- _Exercise objective_: Format every one of the rows below as a numbered list, omitting any blank lines.
— START —
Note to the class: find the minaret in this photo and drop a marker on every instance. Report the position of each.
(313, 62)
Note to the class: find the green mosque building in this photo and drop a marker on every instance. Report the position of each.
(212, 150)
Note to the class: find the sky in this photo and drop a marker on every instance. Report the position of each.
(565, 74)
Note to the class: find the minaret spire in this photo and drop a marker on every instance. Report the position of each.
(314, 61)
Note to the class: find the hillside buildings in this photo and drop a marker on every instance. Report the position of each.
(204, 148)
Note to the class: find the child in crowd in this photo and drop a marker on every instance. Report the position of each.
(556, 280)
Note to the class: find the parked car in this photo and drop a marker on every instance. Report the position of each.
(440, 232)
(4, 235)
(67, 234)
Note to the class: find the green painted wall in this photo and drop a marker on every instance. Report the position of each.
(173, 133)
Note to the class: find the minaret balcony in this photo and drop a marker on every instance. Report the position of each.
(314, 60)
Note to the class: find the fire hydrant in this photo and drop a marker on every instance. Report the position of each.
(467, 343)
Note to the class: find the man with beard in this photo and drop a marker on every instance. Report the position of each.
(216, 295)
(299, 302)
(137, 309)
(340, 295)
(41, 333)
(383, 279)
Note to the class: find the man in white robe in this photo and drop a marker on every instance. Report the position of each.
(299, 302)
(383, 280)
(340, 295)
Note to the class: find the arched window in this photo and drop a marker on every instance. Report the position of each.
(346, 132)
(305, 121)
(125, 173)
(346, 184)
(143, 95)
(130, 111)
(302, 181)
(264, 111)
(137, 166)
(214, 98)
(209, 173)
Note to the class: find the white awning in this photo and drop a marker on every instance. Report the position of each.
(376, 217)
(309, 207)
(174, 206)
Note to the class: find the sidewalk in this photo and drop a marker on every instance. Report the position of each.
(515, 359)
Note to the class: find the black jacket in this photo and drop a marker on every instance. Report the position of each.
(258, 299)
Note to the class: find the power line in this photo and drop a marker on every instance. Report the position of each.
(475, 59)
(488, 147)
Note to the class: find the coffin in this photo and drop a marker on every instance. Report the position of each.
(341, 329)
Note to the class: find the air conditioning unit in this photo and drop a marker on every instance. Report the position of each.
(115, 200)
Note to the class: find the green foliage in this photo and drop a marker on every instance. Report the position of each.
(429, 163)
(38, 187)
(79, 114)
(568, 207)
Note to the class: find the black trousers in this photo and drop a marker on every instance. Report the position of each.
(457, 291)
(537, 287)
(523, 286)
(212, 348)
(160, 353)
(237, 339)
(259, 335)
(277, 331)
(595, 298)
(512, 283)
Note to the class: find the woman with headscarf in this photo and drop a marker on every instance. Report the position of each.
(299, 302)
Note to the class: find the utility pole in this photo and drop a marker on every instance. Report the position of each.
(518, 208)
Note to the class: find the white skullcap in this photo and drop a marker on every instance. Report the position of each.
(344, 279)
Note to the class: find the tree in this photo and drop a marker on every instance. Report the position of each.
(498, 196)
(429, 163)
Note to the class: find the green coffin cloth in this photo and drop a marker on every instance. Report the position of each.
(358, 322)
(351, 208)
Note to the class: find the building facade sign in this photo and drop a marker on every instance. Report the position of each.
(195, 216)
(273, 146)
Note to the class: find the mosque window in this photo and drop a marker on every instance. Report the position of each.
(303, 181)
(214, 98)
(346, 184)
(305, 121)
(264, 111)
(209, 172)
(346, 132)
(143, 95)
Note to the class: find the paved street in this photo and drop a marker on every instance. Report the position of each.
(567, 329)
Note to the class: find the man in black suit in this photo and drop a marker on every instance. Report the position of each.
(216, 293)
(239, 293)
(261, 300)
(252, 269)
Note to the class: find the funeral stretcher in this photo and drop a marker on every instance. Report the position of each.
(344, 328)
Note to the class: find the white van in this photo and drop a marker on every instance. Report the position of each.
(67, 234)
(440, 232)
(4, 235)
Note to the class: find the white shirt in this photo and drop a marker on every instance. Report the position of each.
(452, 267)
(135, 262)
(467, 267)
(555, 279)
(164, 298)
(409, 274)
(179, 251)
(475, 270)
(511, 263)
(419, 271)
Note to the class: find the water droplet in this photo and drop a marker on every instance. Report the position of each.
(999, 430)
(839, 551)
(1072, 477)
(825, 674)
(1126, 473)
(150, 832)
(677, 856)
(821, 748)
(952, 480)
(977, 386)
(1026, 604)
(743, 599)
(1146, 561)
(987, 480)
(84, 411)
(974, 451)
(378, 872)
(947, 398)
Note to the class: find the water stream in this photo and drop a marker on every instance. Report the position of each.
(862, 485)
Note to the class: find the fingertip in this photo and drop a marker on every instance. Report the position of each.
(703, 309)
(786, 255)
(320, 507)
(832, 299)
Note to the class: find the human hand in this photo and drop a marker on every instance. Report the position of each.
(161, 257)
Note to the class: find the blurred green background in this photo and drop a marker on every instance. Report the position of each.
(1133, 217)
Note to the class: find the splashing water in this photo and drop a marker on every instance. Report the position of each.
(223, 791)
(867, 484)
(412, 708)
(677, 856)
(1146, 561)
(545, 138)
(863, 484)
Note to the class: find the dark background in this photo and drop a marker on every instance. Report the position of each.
— END —
- _Response for this exercise_:
1. Note to the class: find the minaret in this photo and drop a marker on every instance. Report the position of each.
2. (313, 62)
3. Note to the class: find the green mosque building in this photo and drop a marker on every instance. Report the position of each.
4. (212, 150)
5. Note to the class: find the sky in this photo and drop a marker on every instance. Report the position of each.
6. (565, 74)
7. Note to the class: find the minaret spire in this photo and drop a marker on every instance. Report the position of each.
8. (314, 61)
9. Note to the class: find the hillside buildings in this photo and drop a marker on every instance. Report the position of each.
10. (204, 148)
11. Note to the class: find the child in crowd in this photo and drop a marker on every instance. Report the position of each.
12. (556, 280)
13. Note to the class: find the parked car in this photo and drop a marker on every instance. Report the position of each.
14. (440, 232)
15. (4, 235)
16. (67, 234)
17. Note to the class: find the green painted wall in this photo and drop a marker on every instance. Report the position of each.
18. (173, 133)
19. Note to the class: find the minaret balcony in this photo and drop a marker on every instance. Report the position of each.
20. (314, 60)
21. Note to the class: find the fire hydrant in this photo and drop a marker on every instance. Report the position of each.
22. (467, 343)
23. Note to the class: find the man with beard in this photo and drop a marker on every instance. Report the position of each.
24. (216, 295)
25. (299, 302)
26. (137, 309)
27. (340, 295)
28. (41, 333)
29. (383, 279)
30. Note to the class: find the man in white robe in this photo and drop a marker on every instance. Report the position of each.
31. (299, 302)
32. (383, 280)
33. (340, 295)
34. Note to the class: find the arched window in this photo and drop a marker on every instance. Report the position of each.
35. (346, 132)
36. (305, 121)
37. (125, 173)
38. (346, 184)
39. (143, 95)
40. (130, 111)
41. (302, 181)
42. (264, 111)
43. (137, 166)
44. (214, 98)
45. (209, 173)
46. Note to the class: find the white awning in this photo and drop a marker on every instance. Report the position of each.
47. (376, 217)
48. (309, 207)
49. (174, 206)
50. Note to the class: find the sidewalk in this photo and drop a marker on every instance. Report the position of each.
51. (515, 359)
52. Note to the class: find the black jacket in this photo and drop a marker on every instance. Report the position of each.
53. (258, 299)
54. Note to the class: find the power line in this photo and drop a marker on every instance. Report the position of each.
55. (475, 59)
56. (488, 147)
57. Note to the class: find the coffin in this photo and drop a marker on every instance. Report the position of each.
58. (341, 329)
59. Note to the class: find the air conditioning unit in this photo and drop a marker on every instance. Report the position of each.
60. (115, 200)
61. Note to the class: find the green foliage in this photo and drop a marker on every instance. Report the position of each.
62. (429, 163)
63. (38, 187)
64. (79, 114)
65. (568, 207)
66. Note to the class: find the black trousers in this photo and drop a marker on every instance. Report the position of each.
67. (457, 291)
68. (537, 287)
69. (523, 286)
70. (212, 348)
71. (160, 353)
72. (237, 339)
73. (259, 335)
74. (277, 331)
75. (595, 298)
76. (512, 283)
77. Note to the class: find the woman with headscarf in this photo and drop a marker on every instance. Report the position of each.
78. (299, 302)
79. Note to the class: find the utility pole in this photo and drop a marker on every instance. Report the position of each.
80. (518, 208)
81. Note to the class: find the white skullcap in this photo and drop a marker on every instance. Report the position of each.
82. (344, 279)
83. Note to the class: find the tree in this photo and drop a marker on every instance. Report the position of each.
84. (498, 196)
85. (429, 163)
86. Note to the class: find the green coffin cloth in this photo and drop a marker on every instance. Report the position of each.
87. (358, 322)
88. (351, 208)
89. Note to the class: find the building facade sign in this photo and drop a marker on every instance. Report the position of each.
90. (195, 216)
91. (273, 146)
92. Note to the class: find the mosque window in this photo and drop a marker on every instance. Report the position of each.
93. (303, 181)
94. (214, 98)
95. (346, 184)
96. (305, 121)
97. (264, 111)
98. (209, 172)
99. (346, 132)
100. (143, 95)
101. Note to the class: find the paved street in this photo and drop a marker on every instance. Report the position of each.
102. (567, 329)
103. Note to the class: find the man in black suit in this photo and drop a marker on every instance. Report the position of each.
104. (216, 293)
105. (239, 293)
106. (261, 300)
107. (252, 269)
108. Note to the class: find the funeral stretcher in this photo and drop a marker on every instance. Report the position of each.
109. (344, 328)
110. Note to the class: find the white van in this photo and drop a marker on every instance. Report the position of each.
111. (67, 234)
112. (440, 232)
113. (4, 235)
114. Note to the class: find the white shirt in this photo and drop a marker on every instance. Report the position of each.
115. (452, 267)
116. (135, 262)
117. (467, 267)
118. (555, 279)
119. (164, 298)
120. (409, 274)
121. (179, 251)
122. (475, 270)
123. (511, 263)
124. (419, 271)
125. Note to the class: find the water droplet in this photo and drop a marker on every instance. Report the position of each.
126. (999, 430)
127. (839, 551)
128. (1072, 477)
129. (825, 674)
130. (1126, 473)
131. (150, 832)
132. (677, 856)
133. (821, 748)
134. (952, 480)
135. (977, 386)
136. (1026, 604)
137. (743, 599)
138. (1146, 561)
139. (987, 480)
140. (84, 411)
141. (974, 451)
142. (378, 872)
143. (947, 398)
144. Note to the class: find the water stream in this photo and drop a marker on every instance. Report the position of each.
145. (862, 485)
146. Note to the class: find the fingertip in this photo and drop a marker on every instance. Report the position of each.
147. (703, 309)
148. (786, 255)
149. (320, 507)
150. (832, 299)
151. Note to the class: find the human hand in this photo and drop a marker on every instance. Report the position of each.
152. (161, 257)
153. Note to the class: find the blurred green background in this photo and drop a marker on every instance. Report the position of each.
154. (1133, 217)
155. Note to the class: find the splashing water in this photo and drop a marker on every instance. Report the position of each.
156. (223, 791)
157. (867, 484)
158. (412, 708)
159. (677, 856)
160. (1146, 561)
161. (545, 138)
162. (863, 484)
163. Note to the class: find the dark background in this photo and drop a marker on every instance. Report the position of each.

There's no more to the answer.